# Document source:
════

Ces agglomérations de peuples se manifestent donc moins comme un achèvement que comme des étapes. Elles s’ébauchent, elles se créent, œuvre à la fois des circonstances, des nécessités sociales, du génie. A peine sont-elles formées qu’une loi inverse travaille à les détruire. Au mouvement du multiple à l’unité succède presque aussitôt celui de l’un au multiple. — Observons, en outre, à quelle époque ces colosses ont apparu ? Cinq en treize siècles, depuis Cyrus jusqu’à la mort de Charlemagne. Du IXe siècle à nos jours, pas un seul n’a réussi à se tenir debout. Peut-être ces États énormes sont-ils, comme les grandes espèces, destinés à disparaître, mal défendus par leurs dimensions mêmes contre les infiniment petits qui les détruisent ? En tout cas, ils n’ont qu’une mission provisoire. Leur office devient de moins en moins utile à mesure que le progrès général, en associant tous les peuples à une même culture, ne laisse à aucun d’eux, sous prétexte d’éduquer les autres, le droit de les asservir.

════

Éléments d'une collection d'étiquetage
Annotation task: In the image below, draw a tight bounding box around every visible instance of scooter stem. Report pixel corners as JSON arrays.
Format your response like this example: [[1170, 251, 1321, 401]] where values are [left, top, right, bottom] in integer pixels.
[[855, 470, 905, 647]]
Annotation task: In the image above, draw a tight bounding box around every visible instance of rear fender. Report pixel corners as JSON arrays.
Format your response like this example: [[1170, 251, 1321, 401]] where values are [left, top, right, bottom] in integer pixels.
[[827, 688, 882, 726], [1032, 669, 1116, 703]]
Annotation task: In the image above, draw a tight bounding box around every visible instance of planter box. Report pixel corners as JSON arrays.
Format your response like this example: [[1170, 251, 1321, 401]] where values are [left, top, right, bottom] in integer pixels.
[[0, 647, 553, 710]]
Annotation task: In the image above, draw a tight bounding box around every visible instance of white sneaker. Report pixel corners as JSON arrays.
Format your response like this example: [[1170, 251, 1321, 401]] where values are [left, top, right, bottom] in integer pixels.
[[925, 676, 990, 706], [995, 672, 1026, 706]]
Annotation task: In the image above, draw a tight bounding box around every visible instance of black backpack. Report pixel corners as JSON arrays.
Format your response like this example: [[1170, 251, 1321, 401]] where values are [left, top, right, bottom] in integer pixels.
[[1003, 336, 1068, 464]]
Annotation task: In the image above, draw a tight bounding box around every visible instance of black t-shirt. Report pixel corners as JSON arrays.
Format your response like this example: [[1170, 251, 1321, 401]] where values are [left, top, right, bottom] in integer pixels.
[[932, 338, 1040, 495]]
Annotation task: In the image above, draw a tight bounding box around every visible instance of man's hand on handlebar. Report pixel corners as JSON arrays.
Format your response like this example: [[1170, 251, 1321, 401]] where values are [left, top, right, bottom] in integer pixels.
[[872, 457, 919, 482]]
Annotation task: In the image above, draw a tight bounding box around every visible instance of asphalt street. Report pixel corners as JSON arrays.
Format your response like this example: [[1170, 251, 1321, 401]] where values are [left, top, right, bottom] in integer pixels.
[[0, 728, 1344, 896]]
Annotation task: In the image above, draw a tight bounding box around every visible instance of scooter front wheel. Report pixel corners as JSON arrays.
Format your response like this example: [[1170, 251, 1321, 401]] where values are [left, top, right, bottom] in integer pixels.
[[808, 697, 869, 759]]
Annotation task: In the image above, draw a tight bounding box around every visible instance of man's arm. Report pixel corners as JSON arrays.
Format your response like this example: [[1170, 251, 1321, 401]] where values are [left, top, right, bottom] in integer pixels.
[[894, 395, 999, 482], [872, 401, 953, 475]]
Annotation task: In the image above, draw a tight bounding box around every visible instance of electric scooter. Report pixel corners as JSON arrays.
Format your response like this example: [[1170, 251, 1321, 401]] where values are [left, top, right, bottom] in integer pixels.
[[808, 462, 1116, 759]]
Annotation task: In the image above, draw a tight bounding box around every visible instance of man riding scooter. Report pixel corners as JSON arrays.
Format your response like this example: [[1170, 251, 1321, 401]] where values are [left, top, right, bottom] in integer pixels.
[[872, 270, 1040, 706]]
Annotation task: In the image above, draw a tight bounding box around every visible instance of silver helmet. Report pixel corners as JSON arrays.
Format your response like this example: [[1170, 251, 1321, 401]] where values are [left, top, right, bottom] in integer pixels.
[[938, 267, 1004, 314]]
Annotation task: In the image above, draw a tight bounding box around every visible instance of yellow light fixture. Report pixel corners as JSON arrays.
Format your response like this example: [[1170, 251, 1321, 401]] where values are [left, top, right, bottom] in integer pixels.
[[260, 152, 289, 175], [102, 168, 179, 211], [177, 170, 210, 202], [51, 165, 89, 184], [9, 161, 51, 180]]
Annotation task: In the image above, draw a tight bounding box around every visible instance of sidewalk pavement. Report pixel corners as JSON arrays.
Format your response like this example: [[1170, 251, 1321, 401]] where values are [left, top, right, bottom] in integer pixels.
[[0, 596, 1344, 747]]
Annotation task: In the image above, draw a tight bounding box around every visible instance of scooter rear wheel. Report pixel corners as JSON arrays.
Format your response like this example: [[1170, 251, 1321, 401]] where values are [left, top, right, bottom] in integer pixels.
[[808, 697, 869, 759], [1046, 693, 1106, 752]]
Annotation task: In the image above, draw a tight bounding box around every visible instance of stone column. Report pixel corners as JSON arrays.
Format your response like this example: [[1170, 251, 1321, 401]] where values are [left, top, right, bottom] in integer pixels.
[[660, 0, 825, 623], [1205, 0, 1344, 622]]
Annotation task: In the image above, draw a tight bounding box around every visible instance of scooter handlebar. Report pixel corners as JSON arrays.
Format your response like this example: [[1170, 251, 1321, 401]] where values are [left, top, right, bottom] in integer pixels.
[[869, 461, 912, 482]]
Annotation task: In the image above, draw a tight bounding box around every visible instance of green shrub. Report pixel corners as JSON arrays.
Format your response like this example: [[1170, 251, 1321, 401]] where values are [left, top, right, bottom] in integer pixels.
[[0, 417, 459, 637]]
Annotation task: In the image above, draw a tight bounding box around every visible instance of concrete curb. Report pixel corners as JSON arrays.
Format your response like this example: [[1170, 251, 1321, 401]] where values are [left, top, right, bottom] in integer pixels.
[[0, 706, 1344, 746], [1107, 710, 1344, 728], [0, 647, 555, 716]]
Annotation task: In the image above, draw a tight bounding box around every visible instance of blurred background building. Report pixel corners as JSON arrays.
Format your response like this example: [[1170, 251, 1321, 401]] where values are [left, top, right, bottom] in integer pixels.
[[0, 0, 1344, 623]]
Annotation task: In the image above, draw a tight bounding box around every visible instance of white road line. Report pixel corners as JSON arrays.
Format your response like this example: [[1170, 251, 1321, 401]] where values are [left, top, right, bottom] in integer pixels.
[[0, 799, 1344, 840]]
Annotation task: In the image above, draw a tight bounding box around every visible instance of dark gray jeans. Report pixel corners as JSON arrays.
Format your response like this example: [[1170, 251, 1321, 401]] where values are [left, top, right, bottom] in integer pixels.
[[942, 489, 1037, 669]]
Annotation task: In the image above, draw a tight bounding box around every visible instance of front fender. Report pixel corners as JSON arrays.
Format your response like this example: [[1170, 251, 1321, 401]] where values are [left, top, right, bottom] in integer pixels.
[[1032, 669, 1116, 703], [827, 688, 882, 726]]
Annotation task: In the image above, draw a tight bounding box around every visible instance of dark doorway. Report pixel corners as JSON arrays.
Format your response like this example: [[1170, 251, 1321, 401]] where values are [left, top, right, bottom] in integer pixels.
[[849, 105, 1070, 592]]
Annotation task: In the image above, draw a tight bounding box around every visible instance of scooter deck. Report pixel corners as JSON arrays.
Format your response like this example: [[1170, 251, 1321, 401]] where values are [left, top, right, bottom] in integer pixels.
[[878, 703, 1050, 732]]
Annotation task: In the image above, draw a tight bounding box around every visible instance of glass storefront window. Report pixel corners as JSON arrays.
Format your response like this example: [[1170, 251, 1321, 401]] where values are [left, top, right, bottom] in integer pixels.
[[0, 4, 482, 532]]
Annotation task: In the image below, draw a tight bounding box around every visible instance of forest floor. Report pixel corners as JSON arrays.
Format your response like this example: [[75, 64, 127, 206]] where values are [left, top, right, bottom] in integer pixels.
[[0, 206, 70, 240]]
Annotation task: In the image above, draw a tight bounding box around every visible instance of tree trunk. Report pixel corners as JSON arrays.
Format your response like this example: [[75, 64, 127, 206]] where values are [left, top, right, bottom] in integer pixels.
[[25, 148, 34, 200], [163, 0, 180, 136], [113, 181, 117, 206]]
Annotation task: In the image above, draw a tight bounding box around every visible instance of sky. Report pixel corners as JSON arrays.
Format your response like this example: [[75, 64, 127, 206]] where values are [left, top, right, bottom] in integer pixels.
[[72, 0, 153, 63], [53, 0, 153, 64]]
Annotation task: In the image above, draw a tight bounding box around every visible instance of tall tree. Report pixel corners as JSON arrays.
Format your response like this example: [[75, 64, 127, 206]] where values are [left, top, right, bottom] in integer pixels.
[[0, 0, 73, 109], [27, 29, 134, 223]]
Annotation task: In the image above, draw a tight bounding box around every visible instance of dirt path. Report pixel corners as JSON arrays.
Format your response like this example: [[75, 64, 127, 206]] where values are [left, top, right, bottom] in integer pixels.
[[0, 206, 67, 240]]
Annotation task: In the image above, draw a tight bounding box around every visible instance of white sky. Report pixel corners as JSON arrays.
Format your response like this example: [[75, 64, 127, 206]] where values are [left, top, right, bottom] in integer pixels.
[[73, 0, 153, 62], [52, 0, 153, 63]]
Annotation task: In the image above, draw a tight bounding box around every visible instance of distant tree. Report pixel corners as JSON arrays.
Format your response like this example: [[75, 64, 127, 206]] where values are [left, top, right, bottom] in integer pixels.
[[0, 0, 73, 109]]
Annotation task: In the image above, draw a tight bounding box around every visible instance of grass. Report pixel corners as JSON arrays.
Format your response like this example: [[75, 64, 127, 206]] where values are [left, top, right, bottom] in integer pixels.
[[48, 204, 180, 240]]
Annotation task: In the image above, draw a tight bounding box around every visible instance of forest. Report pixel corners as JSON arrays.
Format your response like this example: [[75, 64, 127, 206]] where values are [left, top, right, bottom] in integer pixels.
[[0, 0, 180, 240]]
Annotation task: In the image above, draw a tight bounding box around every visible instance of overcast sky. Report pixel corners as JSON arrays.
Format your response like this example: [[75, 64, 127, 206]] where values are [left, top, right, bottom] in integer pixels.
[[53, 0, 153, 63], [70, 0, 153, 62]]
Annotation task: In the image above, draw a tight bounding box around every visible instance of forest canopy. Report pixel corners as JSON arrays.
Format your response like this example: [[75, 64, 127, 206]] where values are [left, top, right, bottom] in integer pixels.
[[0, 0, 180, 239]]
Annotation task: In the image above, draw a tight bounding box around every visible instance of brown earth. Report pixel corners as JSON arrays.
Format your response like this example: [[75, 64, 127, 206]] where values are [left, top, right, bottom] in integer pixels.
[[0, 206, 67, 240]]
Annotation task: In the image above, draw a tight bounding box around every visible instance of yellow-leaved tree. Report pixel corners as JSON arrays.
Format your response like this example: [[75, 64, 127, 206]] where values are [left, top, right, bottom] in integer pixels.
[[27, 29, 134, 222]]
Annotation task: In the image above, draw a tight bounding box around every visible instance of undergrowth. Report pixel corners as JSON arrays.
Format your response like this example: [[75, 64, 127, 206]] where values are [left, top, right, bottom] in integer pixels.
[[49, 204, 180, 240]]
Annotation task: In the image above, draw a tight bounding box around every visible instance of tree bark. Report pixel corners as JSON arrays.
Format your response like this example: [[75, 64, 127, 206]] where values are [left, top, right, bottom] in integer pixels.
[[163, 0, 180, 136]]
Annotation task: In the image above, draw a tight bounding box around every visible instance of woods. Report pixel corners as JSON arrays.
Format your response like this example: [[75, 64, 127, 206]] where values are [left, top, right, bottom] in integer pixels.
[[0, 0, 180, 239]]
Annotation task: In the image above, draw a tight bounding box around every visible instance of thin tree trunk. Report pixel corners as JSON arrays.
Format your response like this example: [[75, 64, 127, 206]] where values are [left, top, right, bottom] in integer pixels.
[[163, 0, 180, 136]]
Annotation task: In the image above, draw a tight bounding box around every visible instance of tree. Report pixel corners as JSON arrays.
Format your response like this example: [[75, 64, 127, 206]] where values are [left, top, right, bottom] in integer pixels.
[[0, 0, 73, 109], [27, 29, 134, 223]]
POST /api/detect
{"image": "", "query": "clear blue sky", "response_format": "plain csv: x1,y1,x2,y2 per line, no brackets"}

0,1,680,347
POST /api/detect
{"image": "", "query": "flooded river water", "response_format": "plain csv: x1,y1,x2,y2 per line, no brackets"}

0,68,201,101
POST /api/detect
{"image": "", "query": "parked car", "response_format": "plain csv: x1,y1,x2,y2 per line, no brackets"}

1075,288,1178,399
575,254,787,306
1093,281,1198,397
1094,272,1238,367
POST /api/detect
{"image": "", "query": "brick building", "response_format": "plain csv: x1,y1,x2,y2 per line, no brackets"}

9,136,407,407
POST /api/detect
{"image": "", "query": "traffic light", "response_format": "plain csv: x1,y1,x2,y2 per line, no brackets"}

════

# Série d'exercices:
- 1) D'après le texte sur les grands empires, pourquoi la mission de ces États énormes devient-elle de moins en moins utile ? Répondez en une à trois phrases.
- 2) Mettez sous forme de liste JSON de chaînes les lignes des entrées, à raison d'une chaîne par ligne et sans les lignes vides. Commencez à la première ligne des entrées et arrêtez-vous après celle qui contient "[[925, 676, 990, 706], [995, 672, 1026, 706]]".

# Corrigé détaillé:
- 1) Leur office perd de son utilité à mesure que le progrès général associe tous les peuples à une même culture. Ce progrès ne laisse alors à aucun peuple le droit d'asservir les autres sous prétexte de les éduquer.

- 2)
[
  "Annotation task: In the image below, draw a tight bounding box around every visible instance of scooter stem. Report pixel corners as JSON arrays.",
  "Format your response like this example: [[1170, 251, 1321, 401]] where values are [left, top, right, bottom] in integer pixels.",
  "[[855, 470, 905, 647]]",
  "Annotation task: In the image above, draw a tight bounding box around every visible instance of rear fender. Report pixel corners as JSON arrays.",
  "Format your response like this example: [[1170, 251, 1321, 401]] where values are [left, top, right, bottom] in integer pixels.",
  "[[827, 688, 882, 726], [1032, 669, 1116, 703]]",
  "Annotation task: In the image above, draw a tight bounding box around every visible instance of planter box. Report pixel corners as JSON arrays.",
  "Format your response like this example: [[1170, 251, 1321, 401]] where values are [left, top, right, bottom] in integer pixels.",
  "[[0, 647, 553, 710]]",
  "Annotation task: In the image above, draw a tight bounding box around every visible instance of white sneaker. Report pixel corners as JSON arrays.",
  "Format your response like this example: [[1170, 251, 1321, 401]] where values are [left, top, right, bottom] in integer pixels.",
  "[[925, 676, 990, 706], [995, 672, 1026, 706]]"
]